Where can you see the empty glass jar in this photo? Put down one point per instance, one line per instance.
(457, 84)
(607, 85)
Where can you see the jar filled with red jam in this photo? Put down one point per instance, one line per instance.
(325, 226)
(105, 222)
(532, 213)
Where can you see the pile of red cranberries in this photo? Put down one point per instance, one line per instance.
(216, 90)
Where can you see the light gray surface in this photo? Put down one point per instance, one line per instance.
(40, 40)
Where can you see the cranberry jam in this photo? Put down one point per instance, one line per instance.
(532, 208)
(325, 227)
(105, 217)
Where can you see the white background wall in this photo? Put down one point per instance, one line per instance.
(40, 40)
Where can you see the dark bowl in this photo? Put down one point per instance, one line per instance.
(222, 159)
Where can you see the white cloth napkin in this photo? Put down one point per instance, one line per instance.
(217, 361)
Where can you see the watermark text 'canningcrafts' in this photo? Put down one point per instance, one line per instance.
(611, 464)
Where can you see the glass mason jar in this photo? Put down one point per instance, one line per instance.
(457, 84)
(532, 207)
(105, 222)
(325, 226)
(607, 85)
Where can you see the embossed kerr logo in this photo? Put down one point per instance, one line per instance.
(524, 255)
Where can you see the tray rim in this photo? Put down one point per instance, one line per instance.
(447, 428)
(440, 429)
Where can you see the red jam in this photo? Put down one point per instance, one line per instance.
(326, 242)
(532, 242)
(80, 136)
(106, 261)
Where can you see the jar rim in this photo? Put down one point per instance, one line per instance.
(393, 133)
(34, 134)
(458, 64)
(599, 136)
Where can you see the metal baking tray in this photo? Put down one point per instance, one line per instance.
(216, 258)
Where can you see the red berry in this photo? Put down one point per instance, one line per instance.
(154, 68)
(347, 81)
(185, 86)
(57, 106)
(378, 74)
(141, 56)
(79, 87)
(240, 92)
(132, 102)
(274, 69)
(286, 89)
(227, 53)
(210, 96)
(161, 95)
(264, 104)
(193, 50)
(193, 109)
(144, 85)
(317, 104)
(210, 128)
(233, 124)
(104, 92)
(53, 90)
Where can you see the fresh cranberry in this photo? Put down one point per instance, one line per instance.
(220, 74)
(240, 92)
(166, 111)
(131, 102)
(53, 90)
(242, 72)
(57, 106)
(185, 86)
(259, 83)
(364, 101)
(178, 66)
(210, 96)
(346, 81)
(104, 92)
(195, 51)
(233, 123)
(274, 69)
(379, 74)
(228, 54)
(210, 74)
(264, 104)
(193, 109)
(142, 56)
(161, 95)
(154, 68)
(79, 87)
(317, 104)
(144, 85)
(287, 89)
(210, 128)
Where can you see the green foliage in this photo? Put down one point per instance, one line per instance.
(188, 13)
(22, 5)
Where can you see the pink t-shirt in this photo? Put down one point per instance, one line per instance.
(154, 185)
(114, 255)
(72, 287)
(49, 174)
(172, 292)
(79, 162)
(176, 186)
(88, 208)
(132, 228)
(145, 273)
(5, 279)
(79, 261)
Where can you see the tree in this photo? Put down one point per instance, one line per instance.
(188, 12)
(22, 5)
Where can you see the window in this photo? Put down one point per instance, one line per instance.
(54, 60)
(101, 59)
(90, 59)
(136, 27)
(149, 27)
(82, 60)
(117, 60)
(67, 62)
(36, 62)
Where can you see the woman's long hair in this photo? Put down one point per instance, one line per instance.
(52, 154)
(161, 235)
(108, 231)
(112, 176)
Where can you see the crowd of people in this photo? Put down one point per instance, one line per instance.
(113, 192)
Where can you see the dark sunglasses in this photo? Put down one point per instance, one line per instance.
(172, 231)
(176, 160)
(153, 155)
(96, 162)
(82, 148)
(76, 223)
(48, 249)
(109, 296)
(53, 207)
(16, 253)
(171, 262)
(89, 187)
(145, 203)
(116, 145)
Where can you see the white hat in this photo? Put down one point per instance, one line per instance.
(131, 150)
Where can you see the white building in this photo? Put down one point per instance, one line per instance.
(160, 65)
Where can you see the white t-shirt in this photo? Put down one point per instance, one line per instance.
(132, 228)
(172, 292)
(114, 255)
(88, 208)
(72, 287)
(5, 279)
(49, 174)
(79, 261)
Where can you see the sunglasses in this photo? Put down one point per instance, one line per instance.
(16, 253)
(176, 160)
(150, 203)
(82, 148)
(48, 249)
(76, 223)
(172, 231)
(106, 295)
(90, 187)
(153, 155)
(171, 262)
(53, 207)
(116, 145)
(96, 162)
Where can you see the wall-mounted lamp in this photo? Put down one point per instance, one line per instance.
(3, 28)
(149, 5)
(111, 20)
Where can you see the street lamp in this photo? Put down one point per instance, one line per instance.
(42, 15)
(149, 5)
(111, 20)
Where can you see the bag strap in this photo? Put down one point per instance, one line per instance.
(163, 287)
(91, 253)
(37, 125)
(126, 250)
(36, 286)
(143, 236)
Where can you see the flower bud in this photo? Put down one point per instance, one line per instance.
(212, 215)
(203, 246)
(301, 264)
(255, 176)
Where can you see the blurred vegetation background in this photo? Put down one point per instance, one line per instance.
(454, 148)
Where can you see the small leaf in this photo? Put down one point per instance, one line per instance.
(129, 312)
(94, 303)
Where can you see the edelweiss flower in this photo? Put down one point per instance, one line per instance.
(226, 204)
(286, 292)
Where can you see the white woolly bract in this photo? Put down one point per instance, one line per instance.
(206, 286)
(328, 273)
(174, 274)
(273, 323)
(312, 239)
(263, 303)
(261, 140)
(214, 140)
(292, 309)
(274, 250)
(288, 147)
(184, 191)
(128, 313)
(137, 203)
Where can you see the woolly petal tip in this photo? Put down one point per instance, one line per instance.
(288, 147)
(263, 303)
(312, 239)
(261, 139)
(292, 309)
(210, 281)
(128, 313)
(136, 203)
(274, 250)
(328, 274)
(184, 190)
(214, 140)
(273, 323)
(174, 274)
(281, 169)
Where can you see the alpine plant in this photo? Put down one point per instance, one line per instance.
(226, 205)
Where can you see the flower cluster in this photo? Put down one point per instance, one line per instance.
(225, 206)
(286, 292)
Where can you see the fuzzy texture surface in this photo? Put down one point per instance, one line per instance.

# # # #

▶ Work required: Each record needs to be copied out again, letter for letter.

▶ The completed task:
Where can you see the empty glass jar in this photo? Put down one point per instance, one line per instance.
(457, 84)
(607, 85)
Where can you see the jar filled with red jam in this photo? Put down one point per instance, one line per instance.
(325, 226)
(105, 222)
(532, 213)
Where can you see the pile of red cranberries in this photo? Put down one point per instance, one line per instance.
(216, 90)
Where can you see the light gray surface in this photo? Put down one point per instance, one line per instance.
(40, 40)
Where can you see the cranberry jam in this photo? Put down one point per instance, one line per instance.
(532, 208)
(325, 227)
(105, 217)
Where can you see the white background wall in this photo? Put down one point per instance, one line per instance.
(40, 40)
Where can you see the dark bowl in this photo? Put down one point per instance, one line per instance.
(222, 159)
Where can you see the white cloth napkin in this photo? Put down one point per instance, one line per instance.
(217, 361)
Where can you see the watermark text 'canningcrafts' in this photo? Put down one point per instance, one line per instance.
(611, 464)
Where can you see the glass mason jar in this photo? Put down one point per instance, one line per instance.
(457, 84)
(532, 207)
(105, 222)
(325, 226)
(607, 85)
Where can you see the embossed kerr logo in this photo? Put down one point per instance, one line per instance.
(524, 255)
Where can you see the tray rim in this photo? Put down one point per instance, one line per instance.
(447, 428)
(440, 429)
Where can you see the red jam in this photo? Put down one point per instance, one line per instance.
(326, 242)
(532, 242)
(80, 136)
(106, 261)
Where can you see the jar rim in this photo? Put down one point per instance, one line per instance.
(393, 133)
(34, 134)
(458, 64)
(599, 136)
Where can you see the metal baking tray in this photo? Put down one point per instance, one line per instance.
(216, 258)
Where can you see the red berry in this photo? Put down one point per instance, one line per instance.
(154, 68)
(347, 81)
(185, 86)
(57, 106)
(378, 74)
(141, 56)
(79, 87)
(240, 92)
(132, 102)
(274, 69)
(286, 89)
(227, 53)
(210, 96)
(161, 95)
(264, 104)
(193, 50)
(193, 109)
(144, 85)
(317, 104)
(210, 128)
(233, 124)
(104, 92)
(53, 90)
Where can you see the fresh cranberry in this photo? Put down one point per instance, one line per instance.
(220, 74)
(240, 92)
(166, 111)
(131, 102)
(53, 90)
(242, 72)
(57, 106)
(185, 86)
(259, 83)
(364, 101)
(178, 66)
(210, 96)
(346, 81)
(104, 92)
(195, 51)
(233, 123)
(274, 69)
(379, 74)
(228, 54)
(210, 74)
(264, 104)
(193, 109)
(142, 56)
(161, 95)
(154, 68)
(79, 87)
(317, 104)
(144, 85)
(287, 89)
(210, 128)
Where can you see the green foliage in this photo? Put down one point per instance, one line per instance.
(188, 13)
(22, 5)
Where can you see the pink t-shirt in this photo? Put down one point per instance, one line per instance.
(154, 185)
(114, 255)
(72, 287)
(49, 174)
(172, 292)
(79, 162)
(176, 186)
(88, 208)
(132, 228)
(145, 273)
(5, 279)
(79, 261)
Where can you see the tree in this photo? Put down one point per instance, one line per instance.
(188, 12)
(22, 5)
Where can you see the window in this photo? Put down one point per instance, one line per instance.
(54, 60)
(101, 59)
(90, 59)
(136, 27)
(149, 27)
(82, 60)
(117, 60)
(67, 62)
(36, 62)
Where can you see the woman's long hair in this photo? Put down one point per instance, one line per instance.
(52, 154)
(161, 235)
(108, 231)
(112, 176)
Where can you see the crowd of people in this photo? Put down one point per instance, one line per instance.
(113, 192)
Where can you see the dark sunglasses in this photo? Put down one point per instance, one line per instance.
(172, 231)
(176, 160)
(153, 155)
(96, 162)
(82, 148)
(76, 223)
(48, 249)
(109, 296)
(53, 207)
(16, 253)
(171, 262)
(89, 187)
(145, 203)
(116, 145)
Where can you see the white hat in this photo? Put down one point per instance, one line per instance.
(131, 150)
Where can you see the white building in this photo? Put down one point per instance, one line per instance.
(160, 65)
Where can you see the white t-shirt in this photo? Put down one point per instance, one line per instance.
(132, 228)
(172, 292)
(114, 255)
(88, 208)
(72, 287)
(5, 279)
(49, 174)
(79, 261)
Where can you see the sunglasses in this photo? Put down one point per instance, one line per instance.
(16, 253)
(176, 160)
(150, 203)
(82, 148)
(48, 249)
(76, 223)
(172, 231)
(106, 295)
(90, 187)
(153, 155)
(171, 262)
(53, 207)
(116, 145)
(96, 162)
Where can you see the wall-mounted lamp in this photo? Put down one point per instance, one line per instance.
(3, 28)
(149, 5)
(111, 20)
Where can you see the street lamp in this photo? Put down one point per instance, one line per instance.
(42, 15)
(149, 5)
(111, 20)
Where can you see the bag strap in this photo? Put down one point per instance, one line per instance.
(163, 287)
(91, 253)
(37, 125)
(126, 250)
(36, 286)
(143, 236)
Where can you see the flower bud in this photo? Put down one point per instance, one line per instance.
(212, 215)
(203, 246)
(301, 264)
(255, 176)
Where can you see the blurred vegetation background in this photo? Put down one point per instance, one line per instance.
(454, 148)
Where can you see the small leaf in this photo? Put down one point per instance, one line per instance.
(129, 312)
(94, 303)
Where can you see the edelweiss flower in this photo? Put down one point per instance, one line per instance.
(226, 204)
(286, 292)
Where can you see the white woolly bract in this photo? Put down one point per instance, one line per instance.
(206, 286)
(328, 273)
(174, 274)
(273, 323)
(312, 239)
(263, 303)
(261, 140)
(214, 140)
(292, 309)
(274, 250)
(288, 147)
(184, 191)
(128, 313)
(137, 203)
Where can you see the woolly petal tip in this photo? Put down one point per instance, one line per instance.
(288, 147)
(263, 303)
(312, 239)
(261, 139)
(292, 309)
(210, 281)
(128, 313)
(136, 203)
(274, 250)
(328, 274)
(184, 190)
(214, 140)
(273, 323)
(174, 274)
(281, 169)
Where can you see the alpine plant in this photo? Put down one point per instance, one line per instance.
(226, 205)
Where can you see the flower cluster in this photo? Put down one point per instance, one line per instance.
(225, 206)
(286, 292)
Where can you see the fuzzy texture surface in this photo? Put down one point per instance, one line per instance.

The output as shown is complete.